— start TEXT SHOWN —

Note. For continuous variables, means are given and standard deviations are in parentheses.
aOriginal grades from compulsory school are in different scales before and after 1998 so they were transformed to Z-scores to enable a comparison over time.
bParents’ income when the student was in the sophomore year (SEK 100,000).
cIncome exceeding SEK 2,500 (1 week of full-time work) is required.
dSEK 1,000.
A number of points are worth noting in Table 1. First, there seems to be no major difference between applicants and nonapplicants, or those who were offered a summer job (offered) and those who were not offered a summer job (nonoffered) with regard to background variables. Second, the proportion of sophomores with some experience of a summer job was rather high, about 55% for nonapplicants and nonoffered applicants and (unsurprisingly) almost 100% for offered. The high uptake of summer jobs among the offered girls also resulted in a (25%) higher average income compared with nonoffered girls. Thirdly, over the years 1997–2003, a quarter of the applicants were offered a summer job, but there were variations between cohorts and years: the number of summer jobs (for both boys and girls) each year, starting with 1997, was 84, 342, 240, 158, 269, 156, and 176 in 2003. The variation in the number of offers per year points at a need for controlling for cohort effects in the analysis.
Table 2 shows the estimated logistic models for the probability of applying as a sophomore and the probability of applicants to re-apply as juniors. Grades and parental income are statistically insignificant, or their effect is modest in magnitude. The propensity of applying to the program varied between years, but not between students born in different quarters of the year. Moreover, greater work experience lowered the propensity of re-applying to the program. This is possibly because the student had acquired a greater network of potential employers. If a girl was offered a job as a sophomore, then she was more likely to re-apply as a junior, which might indicate a desire to return to the same work place. Table 2 also shows the estimated logistic model for the probability of being offered a summer job for the sophomores who applied to the program. If the officials executed the lottery properly, we should expect none of the background variables to influence the probability of being offered a job. Indeed, none of the variables are statistically significant.
Estimated Logistic Models for the Probabilities of Application, Offer, and Re-application.
Note. Standard errors in parentheses. Number of observations differ between Columns 3 and 4 because some sophomores were not observed in their junior year (see Figure 1).

— end TEXT SHOWN —
— start LISTING —

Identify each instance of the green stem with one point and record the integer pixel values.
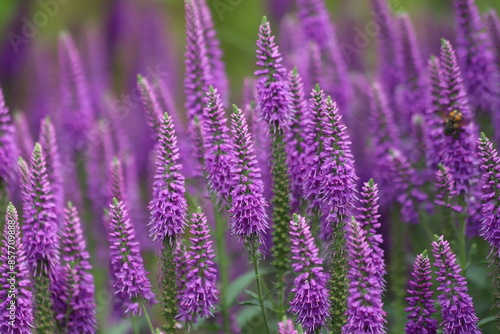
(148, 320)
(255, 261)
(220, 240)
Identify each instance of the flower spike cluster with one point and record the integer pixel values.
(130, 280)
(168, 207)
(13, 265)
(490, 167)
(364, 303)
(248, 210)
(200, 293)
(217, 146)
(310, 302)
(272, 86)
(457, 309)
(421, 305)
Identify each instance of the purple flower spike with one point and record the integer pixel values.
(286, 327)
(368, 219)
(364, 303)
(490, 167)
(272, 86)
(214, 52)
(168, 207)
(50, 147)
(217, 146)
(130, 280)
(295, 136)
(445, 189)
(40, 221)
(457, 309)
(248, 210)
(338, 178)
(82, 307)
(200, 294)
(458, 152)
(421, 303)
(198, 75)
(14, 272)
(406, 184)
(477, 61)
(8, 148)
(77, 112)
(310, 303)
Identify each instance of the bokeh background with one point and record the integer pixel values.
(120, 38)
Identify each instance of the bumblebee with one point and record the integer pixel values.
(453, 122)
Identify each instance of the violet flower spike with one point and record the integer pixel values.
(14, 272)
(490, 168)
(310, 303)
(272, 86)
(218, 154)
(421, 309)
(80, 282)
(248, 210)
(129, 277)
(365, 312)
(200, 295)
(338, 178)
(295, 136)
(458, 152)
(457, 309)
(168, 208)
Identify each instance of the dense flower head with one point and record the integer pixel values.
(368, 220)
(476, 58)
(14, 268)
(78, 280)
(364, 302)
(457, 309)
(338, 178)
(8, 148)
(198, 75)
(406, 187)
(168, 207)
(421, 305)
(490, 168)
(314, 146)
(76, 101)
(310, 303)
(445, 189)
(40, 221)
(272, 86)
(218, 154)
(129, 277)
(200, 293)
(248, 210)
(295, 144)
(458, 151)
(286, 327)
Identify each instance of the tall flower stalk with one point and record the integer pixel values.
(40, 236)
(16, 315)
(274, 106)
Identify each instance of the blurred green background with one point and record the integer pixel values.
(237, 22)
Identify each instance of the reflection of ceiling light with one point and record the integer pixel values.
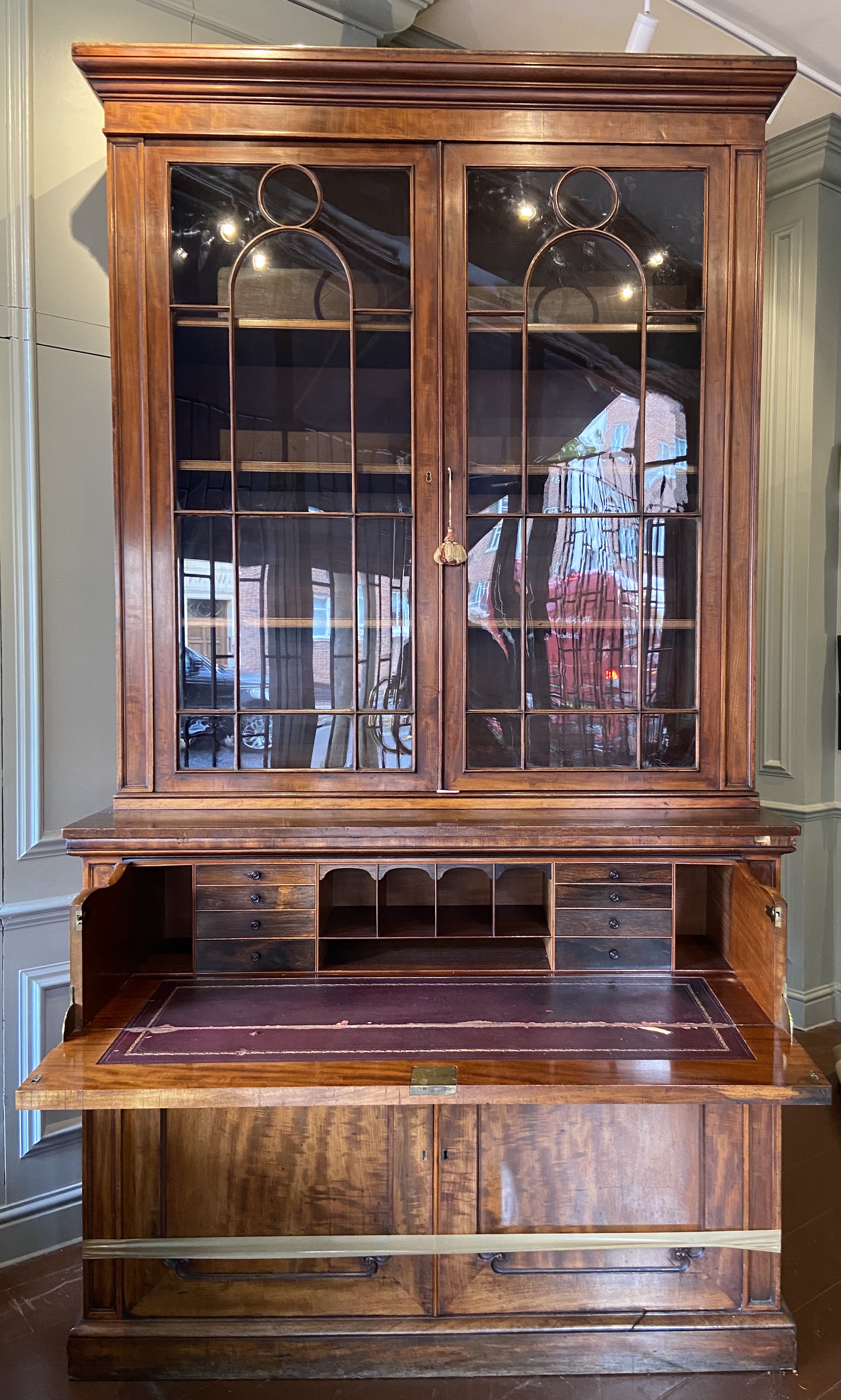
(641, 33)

— end LISTING —

▶ **EXERCISE**
Give the summer-job text again from "Note. For continuous" up to and including "comparison over time.", substituting "standardized scores" for "Z-scores" wherever it occurs.

▶ **THE ANSWER**
Note. For continuous variables, means are given and standard deviations are in parentheses.
aOriginal grades from compulsory school are in different scales before and after 1998 so they were transformed to standardized scores to enable a comparison over time.